• **WHAT THE EXERCISE ASKS**
A complete, exact copy of the records is needed here.

• **EXTRACTED ENTRIES**
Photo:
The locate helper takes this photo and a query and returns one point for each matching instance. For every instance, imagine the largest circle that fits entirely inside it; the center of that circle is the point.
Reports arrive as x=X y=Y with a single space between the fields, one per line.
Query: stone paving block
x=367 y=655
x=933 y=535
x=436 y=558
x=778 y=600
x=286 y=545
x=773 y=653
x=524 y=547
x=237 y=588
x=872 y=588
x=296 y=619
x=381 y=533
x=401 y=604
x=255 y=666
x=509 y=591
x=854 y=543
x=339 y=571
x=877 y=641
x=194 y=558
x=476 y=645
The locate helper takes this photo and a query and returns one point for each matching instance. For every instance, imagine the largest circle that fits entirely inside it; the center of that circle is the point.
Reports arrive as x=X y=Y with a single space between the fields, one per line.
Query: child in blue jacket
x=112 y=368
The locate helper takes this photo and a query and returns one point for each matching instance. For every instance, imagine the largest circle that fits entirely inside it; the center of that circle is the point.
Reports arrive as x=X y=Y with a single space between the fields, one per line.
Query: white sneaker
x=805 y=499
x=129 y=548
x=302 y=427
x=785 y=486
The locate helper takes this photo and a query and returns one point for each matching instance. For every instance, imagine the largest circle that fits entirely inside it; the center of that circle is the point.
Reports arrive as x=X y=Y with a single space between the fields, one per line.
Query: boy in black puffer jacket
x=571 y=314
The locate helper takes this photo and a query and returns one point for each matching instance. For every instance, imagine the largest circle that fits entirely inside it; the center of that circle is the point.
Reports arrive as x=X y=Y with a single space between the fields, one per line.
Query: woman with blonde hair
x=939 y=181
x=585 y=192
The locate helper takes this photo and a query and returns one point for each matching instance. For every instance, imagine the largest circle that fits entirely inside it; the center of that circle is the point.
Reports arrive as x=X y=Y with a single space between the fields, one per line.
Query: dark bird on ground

• **SOLUTION**
Photo:
The locate helper takes this photo and a query and returns one point for each matching instance. For every instance, imagine the largest circle that fits entirely inside it; the center of that circle is the point.
Reports arrive as x=X y=Y with a single space between the fields, one per line.
Query: stone paving block
x=367 y=655
x=933 y=535
x=436 y=558
x=778 y=600
x=286 y=545
x=773 y=653
x=524 y=547
x=237 y=588
x=872 y=588
x=296 y=619
x=381 y=533
x=401 y=604
x=255 y=666
x=509 y=591
x=854 y=543
x=339 y=571
x=877 y=641
x=194 y=558
x=476 y=645
The locate helper takes this photo and a query and returns one point for each matching instance. For every instance, imagine the largest circle that fits entirely inside it; the center of that circle is the point.
Reports arrive as x=X y=Y with a single space between the fields, one per line.
Query: child in blue jacket
x=112 y=368
The locate helper takes this photo and a query and returns one point for each matching instance. For every instance, imagine the largest circle that fits entirely inside it; the center of that circle is the point.
Reports arrive as x=X y=Y with a single space between the fields, one per line.
Query: white sneaker
x=805 y=499
x=129 y=548
x=302 y=427
x=785 y=486
The locate helper takes this photo and a query and returns one point for each matching instance. For every instance, imagine the largest circle that fits entirely inside it; the center of that circle is the point.
Reports arrive as x=X y=Y with a single space between the fields, one per line.
Query: boy in black puffer jacket
x=571 y=314
The locate helper takes this photo and a query and returns one point for each matching instance. For every instance, imagine the largest circle that fits entirely inside it; the center of that circle is the point.
Reports arrive as x=X y=Y with a single space between the fields, one per line.
Query: woman with blonde hair
x=939 y=181
x=585 y=192
The locate helper takes this photo and a query and returns one point for each matching instance. For every instance, imagine the largest circle that fits entirely inside it; the center of that circle is the point.
Reports arrive as x=X y=Y with a single space between the fields, one per line.
Query: dark bird on ground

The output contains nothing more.